-- START --

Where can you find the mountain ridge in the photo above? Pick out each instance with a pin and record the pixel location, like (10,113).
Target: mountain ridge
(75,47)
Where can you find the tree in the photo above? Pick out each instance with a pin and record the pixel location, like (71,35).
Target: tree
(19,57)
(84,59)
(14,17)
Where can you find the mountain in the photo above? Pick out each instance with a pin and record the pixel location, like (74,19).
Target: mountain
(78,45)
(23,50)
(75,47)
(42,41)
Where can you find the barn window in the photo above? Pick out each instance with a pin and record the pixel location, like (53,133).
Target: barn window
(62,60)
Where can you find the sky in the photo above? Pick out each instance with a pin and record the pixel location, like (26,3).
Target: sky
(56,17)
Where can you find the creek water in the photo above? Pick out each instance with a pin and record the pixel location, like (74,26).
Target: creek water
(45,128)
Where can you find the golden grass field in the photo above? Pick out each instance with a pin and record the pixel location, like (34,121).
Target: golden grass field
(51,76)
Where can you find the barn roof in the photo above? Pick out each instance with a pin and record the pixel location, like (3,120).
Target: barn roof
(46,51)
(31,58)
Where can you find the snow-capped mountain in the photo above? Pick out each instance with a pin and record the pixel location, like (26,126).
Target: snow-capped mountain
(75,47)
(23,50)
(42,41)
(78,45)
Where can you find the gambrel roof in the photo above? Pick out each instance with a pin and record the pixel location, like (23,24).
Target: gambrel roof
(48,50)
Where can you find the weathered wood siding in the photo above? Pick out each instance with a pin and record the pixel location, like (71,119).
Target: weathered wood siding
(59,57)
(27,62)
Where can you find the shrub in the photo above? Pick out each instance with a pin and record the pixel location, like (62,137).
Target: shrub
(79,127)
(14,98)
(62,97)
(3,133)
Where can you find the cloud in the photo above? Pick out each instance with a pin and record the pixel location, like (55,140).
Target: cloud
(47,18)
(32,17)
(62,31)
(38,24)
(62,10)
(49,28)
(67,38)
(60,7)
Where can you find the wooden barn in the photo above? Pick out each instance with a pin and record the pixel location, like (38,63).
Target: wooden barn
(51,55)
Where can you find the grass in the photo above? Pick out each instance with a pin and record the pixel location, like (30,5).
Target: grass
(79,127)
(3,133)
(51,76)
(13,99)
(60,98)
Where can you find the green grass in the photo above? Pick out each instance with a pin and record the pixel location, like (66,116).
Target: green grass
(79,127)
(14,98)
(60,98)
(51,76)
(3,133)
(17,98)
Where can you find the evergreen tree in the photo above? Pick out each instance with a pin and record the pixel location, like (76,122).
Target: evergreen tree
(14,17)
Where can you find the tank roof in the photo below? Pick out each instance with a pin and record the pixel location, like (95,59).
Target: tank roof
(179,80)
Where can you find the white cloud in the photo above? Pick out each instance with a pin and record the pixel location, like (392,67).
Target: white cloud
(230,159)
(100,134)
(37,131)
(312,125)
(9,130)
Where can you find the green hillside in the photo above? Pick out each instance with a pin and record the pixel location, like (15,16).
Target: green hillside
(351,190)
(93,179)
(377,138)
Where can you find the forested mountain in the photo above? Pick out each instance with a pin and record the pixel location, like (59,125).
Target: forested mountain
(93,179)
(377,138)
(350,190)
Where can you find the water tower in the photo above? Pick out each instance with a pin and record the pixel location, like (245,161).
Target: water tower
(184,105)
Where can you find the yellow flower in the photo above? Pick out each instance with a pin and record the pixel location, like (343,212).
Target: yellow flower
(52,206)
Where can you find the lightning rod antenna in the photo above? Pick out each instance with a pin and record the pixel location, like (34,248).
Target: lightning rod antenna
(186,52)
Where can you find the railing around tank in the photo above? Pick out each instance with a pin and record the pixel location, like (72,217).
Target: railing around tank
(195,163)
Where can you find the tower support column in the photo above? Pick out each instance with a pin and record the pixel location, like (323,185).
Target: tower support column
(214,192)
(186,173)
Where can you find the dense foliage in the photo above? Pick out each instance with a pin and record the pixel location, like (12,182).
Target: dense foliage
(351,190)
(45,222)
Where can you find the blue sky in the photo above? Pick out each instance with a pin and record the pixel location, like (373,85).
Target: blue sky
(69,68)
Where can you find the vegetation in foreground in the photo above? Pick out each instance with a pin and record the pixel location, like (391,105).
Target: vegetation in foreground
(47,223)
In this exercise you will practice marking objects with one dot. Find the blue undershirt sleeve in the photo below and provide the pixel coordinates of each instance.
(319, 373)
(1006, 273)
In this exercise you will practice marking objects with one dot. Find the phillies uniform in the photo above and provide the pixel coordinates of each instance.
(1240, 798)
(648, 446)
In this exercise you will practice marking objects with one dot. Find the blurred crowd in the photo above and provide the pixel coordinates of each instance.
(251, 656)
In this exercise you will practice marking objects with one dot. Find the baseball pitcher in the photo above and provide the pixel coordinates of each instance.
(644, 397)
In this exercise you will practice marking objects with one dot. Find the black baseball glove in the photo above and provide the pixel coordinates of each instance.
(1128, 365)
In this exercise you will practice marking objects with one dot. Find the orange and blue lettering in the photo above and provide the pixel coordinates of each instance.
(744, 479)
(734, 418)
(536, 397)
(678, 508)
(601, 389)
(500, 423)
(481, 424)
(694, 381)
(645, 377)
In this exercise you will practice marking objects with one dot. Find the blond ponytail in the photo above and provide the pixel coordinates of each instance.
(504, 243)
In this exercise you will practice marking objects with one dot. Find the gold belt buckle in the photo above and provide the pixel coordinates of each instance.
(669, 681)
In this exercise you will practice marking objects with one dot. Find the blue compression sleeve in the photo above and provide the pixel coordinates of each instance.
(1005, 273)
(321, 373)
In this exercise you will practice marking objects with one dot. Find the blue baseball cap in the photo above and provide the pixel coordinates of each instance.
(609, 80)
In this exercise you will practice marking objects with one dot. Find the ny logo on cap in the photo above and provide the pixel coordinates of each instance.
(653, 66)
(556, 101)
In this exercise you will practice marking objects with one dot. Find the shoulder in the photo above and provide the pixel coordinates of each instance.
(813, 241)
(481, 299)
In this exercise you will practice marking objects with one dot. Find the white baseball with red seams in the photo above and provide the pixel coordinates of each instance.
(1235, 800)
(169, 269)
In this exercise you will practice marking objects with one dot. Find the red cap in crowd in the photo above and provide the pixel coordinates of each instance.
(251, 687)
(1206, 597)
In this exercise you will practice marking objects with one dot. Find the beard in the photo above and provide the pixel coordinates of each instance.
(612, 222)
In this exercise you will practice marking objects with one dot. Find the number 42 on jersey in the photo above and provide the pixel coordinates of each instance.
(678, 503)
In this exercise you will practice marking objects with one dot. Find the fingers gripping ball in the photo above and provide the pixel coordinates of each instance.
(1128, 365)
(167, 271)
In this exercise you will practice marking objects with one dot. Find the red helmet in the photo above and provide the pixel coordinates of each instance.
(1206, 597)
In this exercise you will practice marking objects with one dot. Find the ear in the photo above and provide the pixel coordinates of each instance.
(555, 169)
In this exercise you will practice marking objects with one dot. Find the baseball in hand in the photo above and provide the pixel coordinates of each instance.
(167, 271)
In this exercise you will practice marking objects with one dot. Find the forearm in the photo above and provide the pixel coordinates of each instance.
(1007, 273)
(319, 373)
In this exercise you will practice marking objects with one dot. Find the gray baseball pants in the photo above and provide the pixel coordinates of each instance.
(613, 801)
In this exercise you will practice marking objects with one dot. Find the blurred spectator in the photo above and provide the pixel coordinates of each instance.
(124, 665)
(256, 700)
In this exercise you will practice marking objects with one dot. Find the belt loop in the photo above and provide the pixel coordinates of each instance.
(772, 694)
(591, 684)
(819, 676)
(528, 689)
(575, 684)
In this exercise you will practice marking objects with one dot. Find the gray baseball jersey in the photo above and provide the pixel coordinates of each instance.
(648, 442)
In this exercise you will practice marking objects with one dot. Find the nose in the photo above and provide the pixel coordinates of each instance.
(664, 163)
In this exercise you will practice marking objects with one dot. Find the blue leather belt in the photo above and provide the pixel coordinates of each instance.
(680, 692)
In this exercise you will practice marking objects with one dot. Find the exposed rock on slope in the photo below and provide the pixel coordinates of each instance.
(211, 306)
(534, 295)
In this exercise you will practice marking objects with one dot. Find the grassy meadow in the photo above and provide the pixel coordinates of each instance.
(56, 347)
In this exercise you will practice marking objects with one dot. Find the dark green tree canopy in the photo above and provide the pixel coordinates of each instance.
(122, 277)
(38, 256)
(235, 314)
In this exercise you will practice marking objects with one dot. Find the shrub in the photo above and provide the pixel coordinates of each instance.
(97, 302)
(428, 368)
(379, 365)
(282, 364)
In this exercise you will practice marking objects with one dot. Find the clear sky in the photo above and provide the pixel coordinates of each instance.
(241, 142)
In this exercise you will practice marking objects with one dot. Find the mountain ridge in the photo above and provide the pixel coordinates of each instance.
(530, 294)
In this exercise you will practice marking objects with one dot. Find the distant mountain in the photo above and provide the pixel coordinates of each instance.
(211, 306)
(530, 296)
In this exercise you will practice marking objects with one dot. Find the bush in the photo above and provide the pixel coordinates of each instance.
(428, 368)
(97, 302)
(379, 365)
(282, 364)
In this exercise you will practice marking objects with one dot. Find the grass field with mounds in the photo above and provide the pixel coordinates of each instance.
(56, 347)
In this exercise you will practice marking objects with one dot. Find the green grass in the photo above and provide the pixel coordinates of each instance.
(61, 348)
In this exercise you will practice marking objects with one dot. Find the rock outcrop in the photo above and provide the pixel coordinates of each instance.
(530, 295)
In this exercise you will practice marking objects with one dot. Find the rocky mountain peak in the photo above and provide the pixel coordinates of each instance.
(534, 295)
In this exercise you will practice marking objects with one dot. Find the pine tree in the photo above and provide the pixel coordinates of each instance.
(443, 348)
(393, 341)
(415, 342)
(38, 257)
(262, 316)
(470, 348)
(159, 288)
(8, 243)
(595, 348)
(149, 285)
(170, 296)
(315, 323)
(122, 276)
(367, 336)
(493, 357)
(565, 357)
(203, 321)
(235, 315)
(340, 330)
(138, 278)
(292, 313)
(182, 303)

-- END --

Quote the line that contains "Find the rocky" and each line after it through the end of the data, exactly, leaving out everything else.

In this exercise you will practice marking objects with one dot. Find the rocky mountain peak in the photo above and provide the pixel coordinates of each instance.
(534, 295)
In this exercise you will practice marking objects with one dot. Find the pine tree in the photo above and provide the pixel coordinates of each instance.
(443, 348)
(393, 341)
(415, 342)
(38, 257)
(262, 316)
(470, 348)
(159, 288)
(8, 243)
(595, 348)
(149, 285)
(170, 296)
(315, 323)
(122, 276)
(367, 336)
(493, 357)
(565, 357)
(203, 321)
(235, 315)
(340, 330)
(138, 278)
(292, 313)
(182, 303)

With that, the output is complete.